* _Prompt_
Take the line containing "this form: (74,124)." and all lines after it, through the end of the material, and repeat them exactly, pictures left out.

* _Data entries_
======

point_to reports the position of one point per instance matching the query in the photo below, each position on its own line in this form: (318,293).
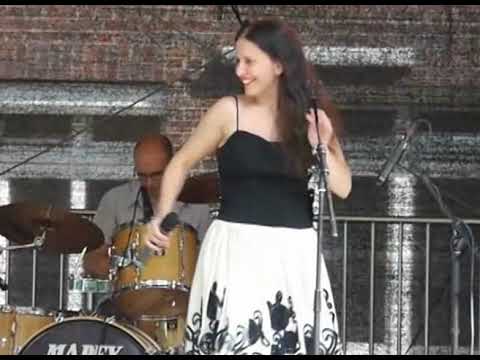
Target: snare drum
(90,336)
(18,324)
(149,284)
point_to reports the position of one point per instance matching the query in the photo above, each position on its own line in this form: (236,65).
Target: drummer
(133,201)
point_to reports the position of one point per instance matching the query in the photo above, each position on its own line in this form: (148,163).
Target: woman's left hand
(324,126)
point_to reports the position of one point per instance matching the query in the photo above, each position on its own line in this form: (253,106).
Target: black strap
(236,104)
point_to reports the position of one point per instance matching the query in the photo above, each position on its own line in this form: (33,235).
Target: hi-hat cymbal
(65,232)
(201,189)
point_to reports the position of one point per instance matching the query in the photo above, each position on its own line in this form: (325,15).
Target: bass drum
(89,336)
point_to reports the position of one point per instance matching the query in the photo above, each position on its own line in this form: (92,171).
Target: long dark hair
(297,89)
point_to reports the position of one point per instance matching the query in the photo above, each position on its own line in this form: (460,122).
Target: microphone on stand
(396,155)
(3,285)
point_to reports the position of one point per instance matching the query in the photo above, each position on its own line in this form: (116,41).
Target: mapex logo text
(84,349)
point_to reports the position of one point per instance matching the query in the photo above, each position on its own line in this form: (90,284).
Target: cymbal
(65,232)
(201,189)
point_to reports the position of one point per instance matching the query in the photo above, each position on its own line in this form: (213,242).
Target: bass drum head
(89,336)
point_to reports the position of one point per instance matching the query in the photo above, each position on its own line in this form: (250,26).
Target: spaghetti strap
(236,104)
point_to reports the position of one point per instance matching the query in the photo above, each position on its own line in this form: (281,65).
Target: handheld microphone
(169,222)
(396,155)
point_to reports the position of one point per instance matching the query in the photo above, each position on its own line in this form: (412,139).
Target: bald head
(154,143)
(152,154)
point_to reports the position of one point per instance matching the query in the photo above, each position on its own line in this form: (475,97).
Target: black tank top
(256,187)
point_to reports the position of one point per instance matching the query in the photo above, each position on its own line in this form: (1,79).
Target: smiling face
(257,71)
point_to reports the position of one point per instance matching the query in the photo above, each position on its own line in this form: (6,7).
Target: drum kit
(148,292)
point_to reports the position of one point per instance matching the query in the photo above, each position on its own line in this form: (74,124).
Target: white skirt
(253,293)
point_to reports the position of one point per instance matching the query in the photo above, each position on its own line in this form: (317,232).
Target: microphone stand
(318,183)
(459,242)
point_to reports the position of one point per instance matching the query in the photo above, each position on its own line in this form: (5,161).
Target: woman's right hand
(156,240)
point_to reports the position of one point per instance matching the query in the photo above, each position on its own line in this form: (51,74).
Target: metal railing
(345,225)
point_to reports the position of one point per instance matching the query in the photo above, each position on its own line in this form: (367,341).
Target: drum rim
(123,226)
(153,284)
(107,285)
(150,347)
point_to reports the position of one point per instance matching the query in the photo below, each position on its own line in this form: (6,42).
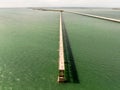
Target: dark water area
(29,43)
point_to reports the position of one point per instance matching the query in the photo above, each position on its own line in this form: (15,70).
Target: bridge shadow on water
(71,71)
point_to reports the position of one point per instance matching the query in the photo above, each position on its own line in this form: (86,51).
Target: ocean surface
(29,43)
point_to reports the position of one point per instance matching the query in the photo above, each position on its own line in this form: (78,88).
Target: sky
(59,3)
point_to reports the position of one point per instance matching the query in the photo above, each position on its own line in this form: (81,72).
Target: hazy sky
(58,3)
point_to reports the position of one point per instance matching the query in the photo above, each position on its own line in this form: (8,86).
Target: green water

======

* _Exercise output_
point_to reports the position of one point per instance matching the query in the photo above, each position on its own line in this form: (74,124).
Target: white skirt
(253,293)
point_to reports the position of one point per instance matching the query in the photo above, each position on its own line in this form: (317,232).
Target: microphone stand
(318,183)
(459,242)
point_to reports the position of one point per instance matching the query in the photo above, each position on its own line in this form: (5,161).
Target: woman's right hand
(156,240)
point_to reports the position of one point per instance matching the query in the photo above, each position on its own line in this form: (51,74).
Target: metal railing
(345,225)
point_to reports the position of one point per instance matching the query in the photo above, each position on its own line in this form: (367,341).
Target: drum rim
(123,226)
(153,284)
(107,285)
(150,347)
point_to reports the position of one point per instance matching the query in the photo below, each position on its own line in this form: (6,42).
Target: dark water area
(29,43)
point_to reports the position of one point per instance matching the query in the photo above, each position on its own line in this form: (15,70).
Target: bridge shadow on water
(71,71)
point_to reports the position of one point per instance matching the query in the photo above, each position on its own line in this form: (86,51).
Target: ocean surface
(29,43)
point_to reports the position of one point per instance matching the query in the photo above, each position on its own line in this form: (78,88).
Target: sky
(59,3)
point_to reports the position of one point per instance matching the query in the photo above, each position on its own line in this form: (81,72).
Target: hazy sky
(58,3)
point_to reports the position of one point per instance matching the query in the photo above, each position on its own line in this form: (8,86).
Target: green water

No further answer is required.